• **THE TASK**:
Retype the full set of records. Keep every character identical.

• **INFORMATION SHOWN**:

· · · · · · ·

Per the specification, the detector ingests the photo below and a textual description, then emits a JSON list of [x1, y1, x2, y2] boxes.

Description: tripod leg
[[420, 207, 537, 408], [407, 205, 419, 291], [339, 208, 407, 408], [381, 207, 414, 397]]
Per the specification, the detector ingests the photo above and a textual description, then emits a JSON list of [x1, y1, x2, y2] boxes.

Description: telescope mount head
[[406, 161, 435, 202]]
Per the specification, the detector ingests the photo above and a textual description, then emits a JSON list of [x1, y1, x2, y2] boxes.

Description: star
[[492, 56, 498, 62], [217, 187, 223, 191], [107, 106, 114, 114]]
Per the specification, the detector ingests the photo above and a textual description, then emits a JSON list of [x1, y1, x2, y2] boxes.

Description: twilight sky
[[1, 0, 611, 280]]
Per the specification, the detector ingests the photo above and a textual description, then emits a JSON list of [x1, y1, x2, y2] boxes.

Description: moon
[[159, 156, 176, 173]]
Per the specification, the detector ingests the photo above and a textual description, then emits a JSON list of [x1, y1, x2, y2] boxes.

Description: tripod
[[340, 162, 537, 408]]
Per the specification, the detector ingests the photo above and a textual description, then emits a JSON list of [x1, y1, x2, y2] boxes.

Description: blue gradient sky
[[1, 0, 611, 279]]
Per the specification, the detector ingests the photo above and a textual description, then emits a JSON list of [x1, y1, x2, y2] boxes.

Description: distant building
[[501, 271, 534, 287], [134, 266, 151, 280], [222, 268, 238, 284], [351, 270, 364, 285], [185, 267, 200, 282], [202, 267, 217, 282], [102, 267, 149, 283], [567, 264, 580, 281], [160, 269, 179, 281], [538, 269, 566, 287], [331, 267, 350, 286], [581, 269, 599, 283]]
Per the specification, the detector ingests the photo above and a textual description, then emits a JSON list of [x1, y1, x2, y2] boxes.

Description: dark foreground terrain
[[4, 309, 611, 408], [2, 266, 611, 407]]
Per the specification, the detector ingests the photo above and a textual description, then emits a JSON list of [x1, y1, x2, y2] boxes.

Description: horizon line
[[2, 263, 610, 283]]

· · · · · · ·

• **ANSWER SECTION**:
Per the specification, the detector ingests the photo below and a textual description, then emits a JSON list of [x1, y1, x2, y2] boxes.

Description: tripod leg
[[420, 207, 537, 408], [407, 205, 419, 291], [339, 208, 407, 408], [381, 207, 414, 397]]
Per the specification, the detector ingests the photo above and a textual description, then emits a JSON list of [x1, y1, x2, y2] boxes.

Description: telescope mount head
[[406, 161, 435, 202]]
Per the specification, the detector ingests the photo above and a textual description, then emits a JSON list of [x1, y1, x2, y2] boxes.

Description: star
[[492, 56, 498, 62], [217, 187, 223, 191], [107, 106, 114, 114]]
Per the specification, the detector ingests the photo above and a textual description, then emits a JSON list of [x1, y1, x2, y2] boxes.

Description: twilight sky
[[1, 0, 611, 280]]
Per the specification, the detector ingests the photo above and a textual description, then emits a JSON list of [x1, y1, x2, y2] boxes.

Description: moon
[[159, 156, 176, 173]]
Per the specification, the detector ingests the photo above and a textual description, then emits a JSON list of [x1, y1, x2, y2] boxes.

Description: tripod
[[340, 162, 537, 408]]
Per the specification, the detector ingests the photo above and a textual description, then emits a JSON list of [x1, y1, x2, y2] boxes.

Description: blue gradient sky
[[1, 0, 611, 279]]
Per the specification, the detector ingests the photo above and a textual description, then emits a JSON list of [x1, y1, x2, y2] boxes.

Description: distant building
[[501, 271, 534, 287], [134, 266, 151, 280], [222, 268, 238, 284], [351, 270, 364, 285], [185, 267, 200, 282], [202, 267, 217, 282], [102, 267, 149, 283], [567, 264, 580, 281], [160, 269, 179, 281], [538, 269, 566, 287], [331, 267, 350, 286], [581, 269, 599, 283]]
Per the specification, the detector ingests the photo above and a textual description, then emits a JSON list of [x1, y1, x2, y2] boxes.

Description: dark foreground terrain
[[4, 309, 611, 408], [2, 266, 611, 407]]
Per the specification, the detector ingests the photo above and a textual description, then emits a JSON list of [x1, y1, x2, y2] boxes.

Description: horizon line
[[2, 263, 610, 283]]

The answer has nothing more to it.